* What you need to do: Repeat exactly, and only, the lines from the one holding "positive clicks: (48, 316) (70, 375)" through the last line of the records below.

[Collected data]

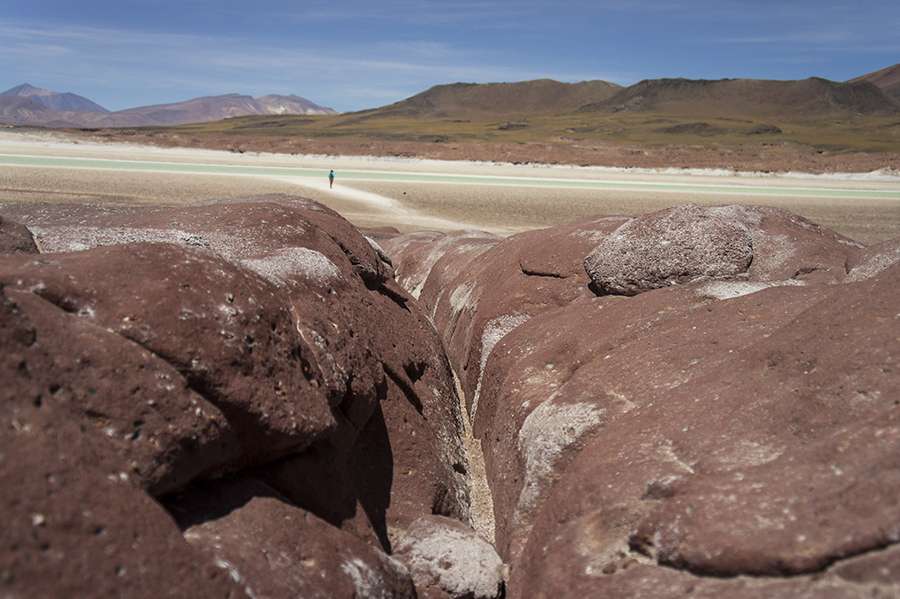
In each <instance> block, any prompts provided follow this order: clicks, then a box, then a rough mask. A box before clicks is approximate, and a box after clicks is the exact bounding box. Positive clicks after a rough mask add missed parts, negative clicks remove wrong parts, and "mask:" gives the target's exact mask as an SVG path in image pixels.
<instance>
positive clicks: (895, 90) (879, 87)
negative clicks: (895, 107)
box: [850, 63, 900, 102]
mask: <svg viewBox="0 0 900 599" xmlns="http://www.w3.org/2000/svg"><path fill="white" fill-rule="evenodd" d="M859 81H867V82H869V83H871V84H873V85H876V86H878V87H879V88H881V90H882V91H884V93H886V94H887V95H889V96H891V97H892V98H894V99H895V100H897V101H898V102H900V63H897V64H895V65H893V66H890V67H885V68H883V69H879V70H877V71H873V72H871V73H866V74H865V75H861V76H860V77H857V78H855V79H851V80H850V83H854V82H859Z"/></svg>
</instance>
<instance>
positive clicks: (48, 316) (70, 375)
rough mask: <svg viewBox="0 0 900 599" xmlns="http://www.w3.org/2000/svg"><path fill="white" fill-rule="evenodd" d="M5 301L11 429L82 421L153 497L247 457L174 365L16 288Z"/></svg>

* Answer to this exercise:
positive clicks: (48, 316) (70, 375)
rough mask: <svg viewBox="0 0 900 599" xmlns="http://www.w3.org/2000/svg"><path fill="white" fill-rule="evenodd" d="M5 301L11 429L82 421L153 497L247 457L174 365L16 288Z"/></svg>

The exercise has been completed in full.